**AIM:** Copy the aquarium forum thread below word for word, from "I swapped out" up to and including "tease he is!".

**READING PASSAGE:**
-- begin --

I swapped out my CO2 today and priced out a couple more cylinders. I love going to Roberts Oxygen as they have welding equipment. Talked to the guy behind the counter, yet again, about a Miller Tig... Oh the things I could make and the progress I could make on my car project... Regardless, he said when I'm ready to come back for a Tig he'd throw in two 10lb CO2 tanks and a tank for the Tig... Such a tease he is!

I get home and rig up the Azoo regulator I have, as the Milwukee I plan on adding a new needle valve to for the permanent reg. Use some old CO2 line I had, throw in a check valve, attache the nano diffuser I had from an old setup and I'm off! Wait... How am I going to regulate the solenoid? Well F... I don't have a timer... Well F... I promised the ladyfriend I'd meet up with her for lunch and it's getting close... I decided to unplug the solenoid and deal until I could get home. While at lunch she asked me how the tanks were going and I told her I needed a part. I figured that on my way home I'd grab it, nope she pulls up to Lowes so I can get the timer... What a doll 

Lets just say the CO2 for that 2.5 grow out is rolling and I'm pleased! If only I had some 4dkh solution I'd drop in a drop checker... I tried tinkering with buffers earlier to create a 4dkh solution, but either my test kit's off of my buffers are way to strong.

Until next time!

P.S. I know I can't fit one in the tank and it's going to run hot... But I really wish I could put an Axolotl in the 6.5... Oh well, next setup maybe?


----------



## amphirion (Nov 13, 2008)

dang those are some nice plants. i love blood vomit, i just dont know how to use it in a planted tank schematic. might need a crap load of them in order to come up with something nice--they dont seem to look as nice if set individually.


----------



## Tihsho (Oct 10, 2007)

@amphirion, thanks! I plan on getting a lot more plants. Definitely a variation of stems, some ferns, some buces and this and that. I don't plan to add much moss to the tank in the long run. I'm considering putting the Mini Pellia in another tank and putting only a bit of the Caloglossa Cр. Beccarii in the tank on a rock or something that I can move around/remove easily. Just need to find some contacts around the country to buy/trade plants with once the emersed farm kicks off.


----------



## Mumford (Nov 12, 2012)

@Tihsho I just started another order yesterday 

Not sure exactly what that'd be called lol. How do you plan to use your blood vomits?


----------



## Tihsho (Oct 10, 2007)

@Mumford, glad to hear you ordered plants  As for the Trithuria Sp.(because lets be honest, the common name is weird...) I'm planning on propogating them first. Once I have a handful more I'm going to plant a 'hedge' of sorts in the mid-ground. I'd like to find more Trithura or get some Erio Shiga to mix it up or a 'small' spikey Erio of sorts and move it out once it's to big.


----------



## Mumford (Nov 12, 2012)

Tihsho said:


> @Mumford, glad to hear you ordered plants  As for the Trithuria Sp.(because lets be honest, the common name is weird...) I'm planning on propogating them first. Once I have a handful more I'm going to plant a 'hedge' of sorts in the mid-ground. I'd like to find more Trithura or get some Erio Shiga to mix it up or a 'small' spikey Erio of sorts and move it out once it's to big.

-- end --

**STORED ROWS:**
-- begin --

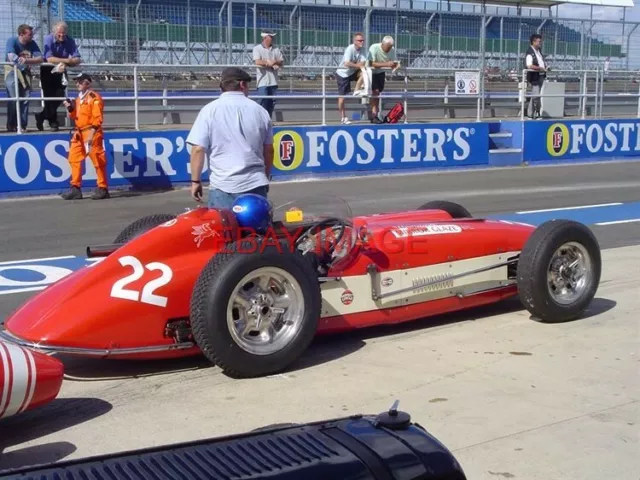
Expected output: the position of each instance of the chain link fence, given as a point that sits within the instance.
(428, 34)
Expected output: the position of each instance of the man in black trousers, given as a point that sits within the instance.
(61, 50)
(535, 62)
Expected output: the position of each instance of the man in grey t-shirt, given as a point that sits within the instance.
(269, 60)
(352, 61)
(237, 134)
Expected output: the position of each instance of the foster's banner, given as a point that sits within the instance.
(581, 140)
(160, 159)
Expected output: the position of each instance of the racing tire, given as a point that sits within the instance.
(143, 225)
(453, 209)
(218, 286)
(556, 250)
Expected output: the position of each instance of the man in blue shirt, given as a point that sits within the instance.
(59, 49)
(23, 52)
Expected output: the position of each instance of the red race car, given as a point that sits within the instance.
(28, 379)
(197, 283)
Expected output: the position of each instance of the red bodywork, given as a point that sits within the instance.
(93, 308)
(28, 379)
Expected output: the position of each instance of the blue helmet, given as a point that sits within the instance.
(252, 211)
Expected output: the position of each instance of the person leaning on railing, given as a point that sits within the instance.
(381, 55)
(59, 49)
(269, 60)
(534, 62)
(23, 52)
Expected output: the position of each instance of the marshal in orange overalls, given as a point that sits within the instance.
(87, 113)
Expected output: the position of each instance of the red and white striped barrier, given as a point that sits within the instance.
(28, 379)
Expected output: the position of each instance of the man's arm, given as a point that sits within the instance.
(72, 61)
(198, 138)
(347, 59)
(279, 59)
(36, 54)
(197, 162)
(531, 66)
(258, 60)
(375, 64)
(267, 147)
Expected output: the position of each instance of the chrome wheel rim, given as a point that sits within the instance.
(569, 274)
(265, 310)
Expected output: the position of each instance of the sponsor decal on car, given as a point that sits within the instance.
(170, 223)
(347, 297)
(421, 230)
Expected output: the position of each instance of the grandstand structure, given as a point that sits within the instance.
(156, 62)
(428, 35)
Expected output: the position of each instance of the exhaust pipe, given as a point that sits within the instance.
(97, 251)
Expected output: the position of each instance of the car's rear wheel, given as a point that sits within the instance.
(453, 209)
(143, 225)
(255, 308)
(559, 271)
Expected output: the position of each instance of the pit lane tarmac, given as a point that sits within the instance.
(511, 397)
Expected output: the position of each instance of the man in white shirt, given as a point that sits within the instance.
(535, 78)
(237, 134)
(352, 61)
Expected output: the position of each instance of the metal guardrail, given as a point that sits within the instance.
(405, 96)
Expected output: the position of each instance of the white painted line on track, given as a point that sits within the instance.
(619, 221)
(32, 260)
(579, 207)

-- end --
-- begin --

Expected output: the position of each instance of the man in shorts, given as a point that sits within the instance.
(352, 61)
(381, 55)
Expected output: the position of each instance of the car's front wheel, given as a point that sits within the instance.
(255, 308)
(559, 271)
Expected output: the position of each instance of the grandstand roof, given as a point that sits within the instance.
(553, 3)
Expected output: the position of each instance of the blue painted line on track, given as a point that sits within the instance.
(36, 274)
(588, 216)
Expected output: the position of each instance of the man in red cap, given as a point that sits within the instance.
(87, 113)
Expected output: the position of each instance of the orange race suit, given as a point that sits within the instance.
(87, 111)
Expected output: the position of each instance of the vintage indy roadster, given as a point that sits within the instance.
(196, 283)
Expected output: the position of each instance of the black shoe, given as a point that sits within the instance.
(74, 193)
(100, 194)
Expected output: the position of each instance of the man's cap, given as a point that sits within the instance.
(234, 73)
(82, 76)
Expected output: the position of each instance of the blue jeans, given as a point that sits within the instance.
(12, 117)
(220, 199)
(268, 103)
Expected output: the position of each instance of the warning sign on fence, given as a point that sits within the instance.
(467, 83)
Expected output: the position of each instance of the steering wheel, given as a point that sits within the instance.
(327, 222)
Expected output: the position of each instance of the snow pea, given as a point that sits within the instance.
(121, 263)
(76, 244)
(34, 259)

-- end --

**RESULT:**
I swapped out my CO2 today and priced out a couple more cylinders. I love going to Roberts Oxygen as they have welding equipment. Talked to the guy behind the counter, yet again, about a Miller Tig... Oh the things I could make and the progress I could make on my car project... Regardless, he said when I'm ready to come back for a Tig he'd throw in two 10lb CO2 tanks and a tank for the Tig... Such a tease he is!